* **Aim**:
Please copy exactly the lines that begin with the one containing "[locate] the drawer" and end with the last line of the entries.

** start of Task inputs **

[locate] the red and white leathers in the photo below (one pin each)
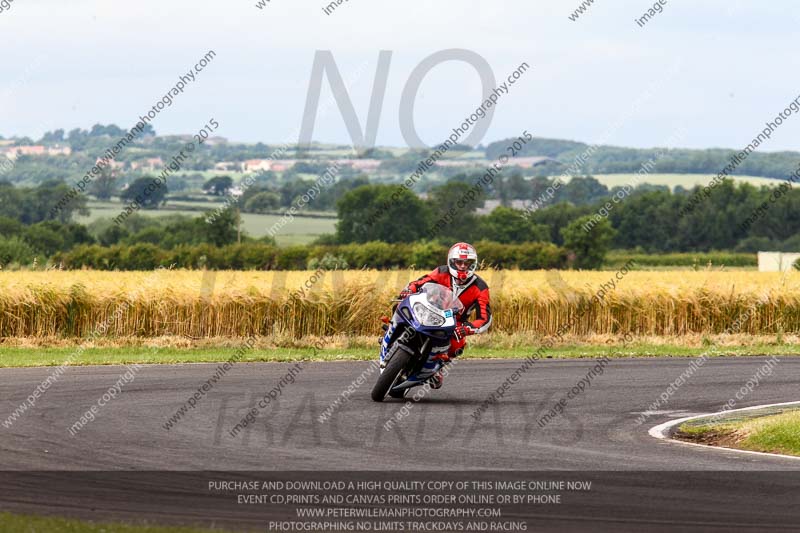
(474, 294)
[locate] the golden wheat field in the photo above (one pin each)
(207, 304)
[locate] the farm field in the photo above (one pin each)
(686, 181)
(301, 230)
(297, 304)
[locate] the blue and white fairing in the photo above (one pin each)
(424, 322)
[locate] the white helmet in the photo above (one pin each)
(462, 261)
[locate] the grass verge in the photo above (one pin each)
(775, 433)
(41, 524)
(55, 356)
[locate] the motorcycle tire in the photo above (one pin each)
(397, 363)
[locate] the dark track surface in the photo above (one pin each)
(598, 431)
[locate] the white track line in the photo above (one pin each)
(663, 431)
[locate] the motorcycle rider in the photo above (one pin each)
(459, 276)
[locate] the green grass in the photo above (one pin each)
(752, 430)
(12, 523)
(25, 357)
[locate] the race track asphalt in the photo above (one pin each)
(599, 436)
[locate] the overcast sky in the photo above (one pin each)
(716, 70)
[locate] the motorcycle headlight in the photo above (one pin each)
(427, 317)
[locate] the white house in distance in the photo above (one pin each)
(776, 261)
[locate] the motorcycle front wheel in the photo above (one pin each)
(397, 363)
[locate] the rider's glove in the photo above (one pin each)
(463, 331)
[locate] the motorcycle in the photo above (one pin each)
(422, 323)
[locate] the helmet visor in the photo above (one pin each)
(463, 265)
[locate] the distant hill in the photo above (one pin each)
(616, 160)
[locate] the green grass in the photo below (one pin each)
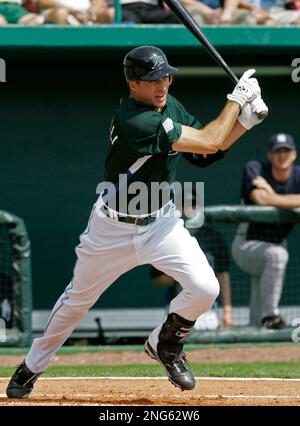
(259, 369)
(65, 350)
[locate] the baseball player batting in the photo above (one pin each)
(151, 131)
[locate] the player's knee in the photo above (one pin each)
(277, 254)
(207, 292)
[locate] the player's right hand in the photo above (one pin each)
(249, 116)
(246, 90)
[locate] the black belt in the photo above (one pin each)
(141, 221)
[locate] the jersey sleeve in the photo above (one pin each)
(151, 133)
(251, 171)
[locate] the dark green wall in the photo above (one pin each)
(54, 129)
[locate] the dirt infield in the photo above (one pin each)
(158, 391)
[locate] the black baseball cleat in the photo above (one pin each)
(21, 383)
(171, 357)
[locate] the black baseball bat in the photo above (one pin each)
(188, 21)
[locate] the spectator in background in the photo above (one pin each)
(77, 12)
(271, 12)
(147, 12)
(260, 248)
(216, 251)
(219, 12)
(12, 12)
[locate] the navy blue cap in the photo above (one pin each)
(281, 140)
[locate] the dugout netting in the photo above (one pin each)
(225, 220)
(15, 281)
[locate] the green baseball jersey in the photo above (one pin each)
(138, 130)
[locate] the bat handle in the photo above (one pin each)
(262, 115)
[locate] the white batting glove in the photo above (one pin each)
(246, 90)
(248, 117)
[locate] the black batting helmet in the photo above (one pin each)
(146, 63)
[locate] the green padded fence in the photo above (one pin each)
(225, 219)
(15, 279)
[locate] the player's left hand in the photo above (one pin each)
(249, 113)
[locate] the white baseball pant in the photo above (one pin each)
(108, 249)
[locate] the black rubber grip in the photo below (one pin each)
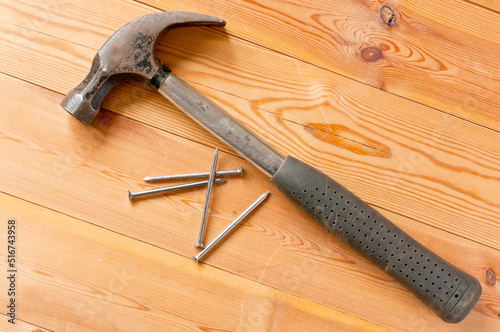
(447, 290)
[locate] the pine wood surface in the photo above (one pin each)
(415, 133)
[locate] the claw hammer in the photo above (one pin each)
(130, 54)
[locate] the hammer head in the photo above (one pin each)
(130, 54)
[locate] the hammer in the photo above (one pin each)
(130, 54)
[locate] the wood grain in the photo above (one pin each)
(85, 172)
(121, 284)
(439, 53)
(396, 154)
(20, 326)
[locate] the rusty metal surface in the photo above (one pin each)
(130, 54)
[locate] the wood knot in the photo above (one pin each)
(388, 16)
(371, 54)
(491, 277)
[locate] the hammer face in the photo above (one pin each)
(128, 55)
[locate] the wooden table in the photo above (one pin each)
(404, 115)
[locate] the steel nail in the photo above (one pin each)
(172, 188)
(230, 227)
(238, 171)
(207, 200)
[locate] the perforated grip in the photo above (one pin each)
(448, 291)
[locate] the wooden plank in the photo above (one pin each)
(437, 53)
(85, 172)
(19, 326)
(433, 55)
(103, 281)
(396, 154)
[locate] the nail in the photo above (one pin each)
(230, 227)
(207, 199)
(238, 171)
(172, 188)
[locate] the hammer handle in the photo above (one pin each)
(448, 291)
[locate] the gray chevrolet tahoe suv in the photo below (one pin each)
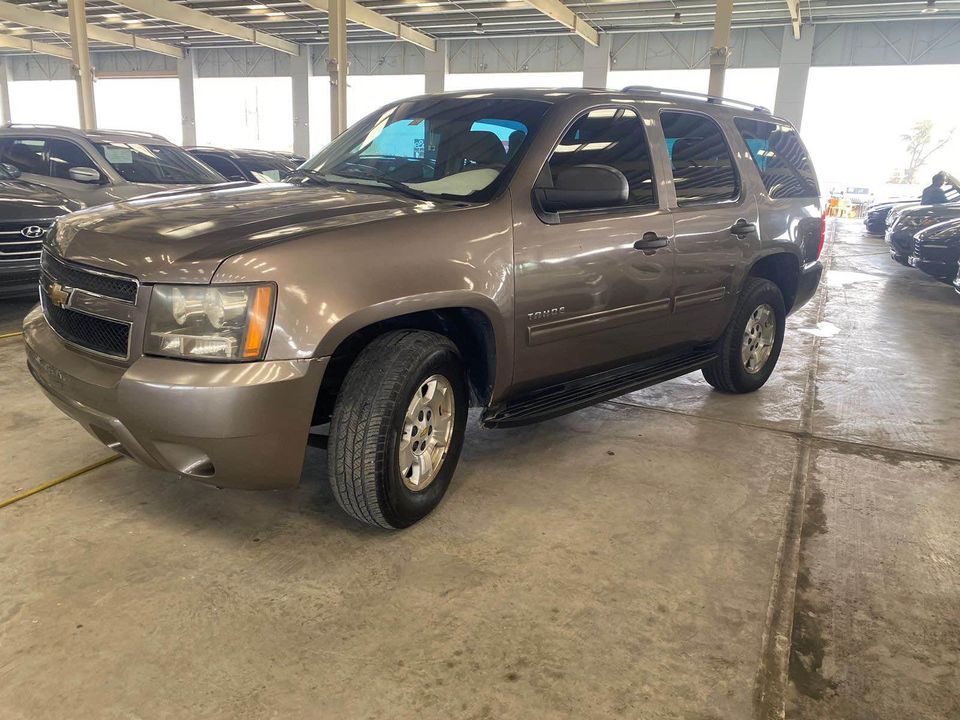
(528, 252)
(100, 166)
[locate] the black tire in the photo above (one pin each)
(727, 373)
(368, 420)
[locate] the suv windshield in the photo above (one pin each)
(445, 147)
(155, 163)
(266, 169)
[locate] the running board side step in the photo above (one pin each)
(562, 398)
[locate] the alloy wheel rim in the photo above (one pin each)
(427, 429)
(758, 339)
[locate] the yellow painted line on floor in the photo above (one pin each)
(57, 481)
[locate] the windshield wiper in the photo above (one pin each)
(391, 183)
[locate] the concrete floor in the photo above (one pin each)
(645, 558)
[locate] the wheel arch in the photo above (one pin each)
(473, 327)
(782, 268)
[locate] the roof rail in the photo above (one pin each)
(714, 99)
(135, 133)
(36, 126)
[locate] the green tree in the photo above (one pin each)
(920, 145)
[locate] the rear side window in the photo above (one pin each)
(703, 168)
(780, 158)
(612, 137)
(44, 156)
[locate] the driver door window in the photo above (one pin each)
(49, 157)
(614, 139)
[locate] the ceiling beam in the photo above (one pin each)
(182, 15)
(357, 13)
(59, 24)
(12, 41)
(568, 18)
(794, 7)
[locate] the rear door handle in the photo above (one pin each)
(742, 228)
(650, 241)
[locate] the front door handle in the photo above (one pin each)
(650, 241)
(742, 228)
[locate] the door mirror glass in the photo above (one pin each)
(584, 187)
(84, 175)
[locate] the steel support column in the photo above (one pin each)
(300, 67)
(4, 90)
(186, 75)
(436, 66)
(795, 57)
(596, 62)
(721, 47)
(77, 13)
(337, 67)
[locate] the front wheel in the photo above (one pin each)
(750, 346)
(397, 428)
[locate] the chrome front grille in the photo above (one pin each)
(90, 308)
(19, 239)
(90, 280)
(107, 337)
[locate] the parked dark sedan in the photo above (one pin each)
(936, 250)
(248, 165)
(904, 225)
(27, 210)
(876, 217)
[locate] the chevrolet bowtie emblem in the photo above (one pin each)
(58, 295)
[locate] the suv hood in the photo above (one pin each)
(185, 235)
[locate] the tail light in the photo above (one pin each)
(823, 232)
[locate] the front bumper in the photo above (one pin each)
(901, 243)
(809, 281)
(241, 425)
(19, 279)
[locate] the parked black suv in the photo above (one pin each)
(27, 210)
(248, 165)
(904, 225)
(936, 250)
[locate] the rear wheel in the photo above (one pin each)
(750, 346)
(397, 428)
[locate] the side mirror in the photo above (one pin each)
(584, 187)
(84, 175)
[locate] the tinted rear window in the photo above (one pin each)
(703, 169)
(780, 157)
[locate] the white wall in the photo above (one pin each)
(245, 112)
(854, 116)
(365, 93)
(44, 102)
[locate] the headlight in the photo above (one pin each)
(918, 221)
(210, 322)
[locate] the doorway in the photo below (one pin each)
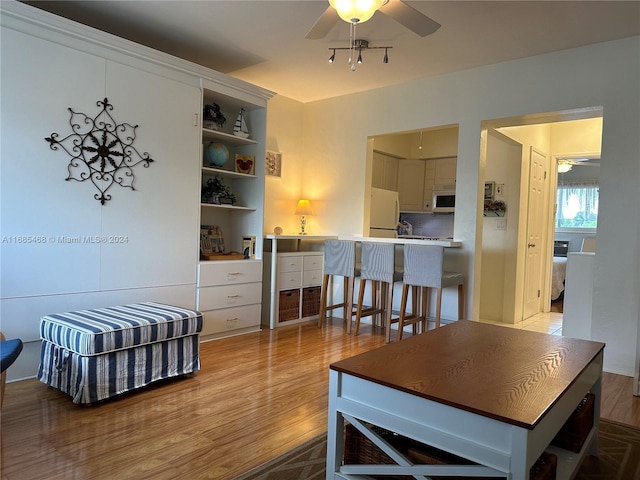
(508, 150)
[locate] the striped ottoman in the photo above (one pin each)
(97, 354)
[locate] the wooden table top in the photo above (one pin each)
(511, 375)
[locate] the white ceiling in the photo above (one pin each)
(263, 42)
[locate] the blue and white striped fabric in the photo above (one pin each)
(101, 330)
(89, 379)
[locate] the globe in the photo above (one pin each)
(216, 154)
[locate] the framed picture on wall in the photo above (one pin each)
(273, 164)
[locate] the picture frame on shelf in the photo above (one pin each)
(245, 164)
(211, 240)
(273, 164)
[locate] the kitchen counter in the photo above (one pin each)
(413, 239)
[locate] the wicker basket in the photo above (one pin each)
(289, 305)
(576, 429)
(359, 450)
(310, 301)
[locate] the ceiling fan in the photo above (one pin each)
(402, 13)
(565, 164)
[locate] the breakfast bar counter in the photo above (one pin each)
(494, 396)
(448, 243)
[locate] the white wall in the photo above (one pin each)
(603, 75)
(499, 245)
(284, 135)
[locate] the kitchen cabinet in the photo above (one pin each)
(384, 171)
(411, 184)
(445, 170)
(429, 181)
(438, 171)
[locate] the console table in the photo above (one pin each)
(493, 395)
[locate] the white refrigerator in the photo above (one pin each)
(385, 213)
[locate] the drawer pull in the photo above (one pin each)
(231, 322)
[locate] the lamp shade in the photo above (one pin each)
(356, 11)
(303, 208)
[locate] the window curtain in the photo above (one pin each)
(577, 204)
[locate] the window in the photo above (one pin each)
(577, 206)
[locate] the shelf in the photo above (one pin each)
(226, 138)
(228, 207)
(211, 172)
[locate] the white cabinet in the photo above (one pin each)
(429, 181)
(292, 279)
(437, 171)
(244, 217)
(229, 295)
(229, 292)
(384, 171)
(445, 170)
(298, 281)
(411, 184)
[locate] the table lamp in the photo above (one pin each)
(303, 208)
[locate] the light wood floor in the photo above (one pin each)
(257, 396)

** end of Task inputs **

* **Exercise solution**:
[locate] the drawer pull in the photo above (one pin each)
(231, 322)
[locate] the lamp shade in the photo above (one pin each)
(356, 11)
(303, 208)
[locate] the window curtain in the photo above (one pin each)
(577, 204)
[locate] the window in the photo above (one pin each)
(577, 206)
[locate] the shelf in the photo above (one pin each)
(226, 138)
(228, 207)
(211, 172)
[locate] the white cabinet in the photo above (one pin each)
(429, 181)
(292, 279)
(437, 171)
(244, 217)
(229, 295)
(229, 292)
(384, 171)
(445, 170)
(298, 281)
(411, 184)
[locate] the table lamp in the photo above (one pin each)
(303, 208)
[locate] the light wood floor in the photo above (one pin each)
(257, 396)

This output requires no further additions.